Data items:
▽
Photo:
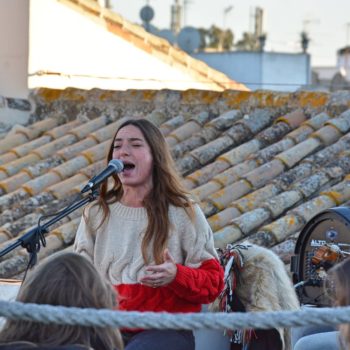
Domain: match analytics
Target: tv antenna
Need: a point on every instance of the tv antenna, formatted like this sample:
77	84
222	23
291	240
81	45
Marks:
189	39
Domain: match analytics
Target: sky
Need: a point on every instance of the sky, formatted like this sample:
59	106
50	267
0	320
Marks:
327	22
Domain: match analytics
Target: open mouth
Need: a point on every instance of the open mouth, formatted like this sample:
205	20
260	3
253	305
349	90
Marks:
128	166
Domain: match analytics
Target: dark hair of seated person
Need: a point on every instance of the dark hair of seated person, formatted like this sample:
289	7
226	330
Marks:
65	279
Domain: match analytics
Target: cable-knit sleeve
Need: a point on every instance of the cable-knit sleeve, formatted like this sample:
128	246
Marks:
200	277
84	241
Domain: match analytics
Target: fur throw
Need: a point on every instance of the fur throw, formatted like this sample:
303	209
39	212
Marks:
263	284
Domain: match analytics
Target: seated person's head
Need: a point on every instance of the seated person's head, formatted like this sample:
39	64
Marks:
65	279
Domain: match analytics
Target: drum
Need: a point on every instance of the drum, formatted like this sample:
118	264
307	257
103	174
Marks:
322	243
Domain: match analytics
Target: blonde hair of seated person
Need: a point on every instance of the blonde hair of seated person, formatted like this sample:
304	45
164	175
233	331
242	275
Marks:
65	279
△
Work item:
Copy, from the lines above, each one that holds "sample".

Answer for this exercise:
Need: a point on every instance of the tv antenna, formatted like this sample:
Need: a point on every instance of the sky, formatted like this sample:
Need: a point on every instance of the open mouth, formatted like this sample:
Need: a point on every instance of the dark hair of seated person, formatted like this sample:
Need: a point on every instance of the cable-knit sleeve, formatted like this sample:
Need: a point on every instance of the fur throw, formatted like this sample:
Need: a point on every instance of the seated person's head, formatted like this sample:
Need: a point on every instance of the drum, formatted like this sample:
Need: a point on every instance of the blonde hair of seated person, formatted like this sample:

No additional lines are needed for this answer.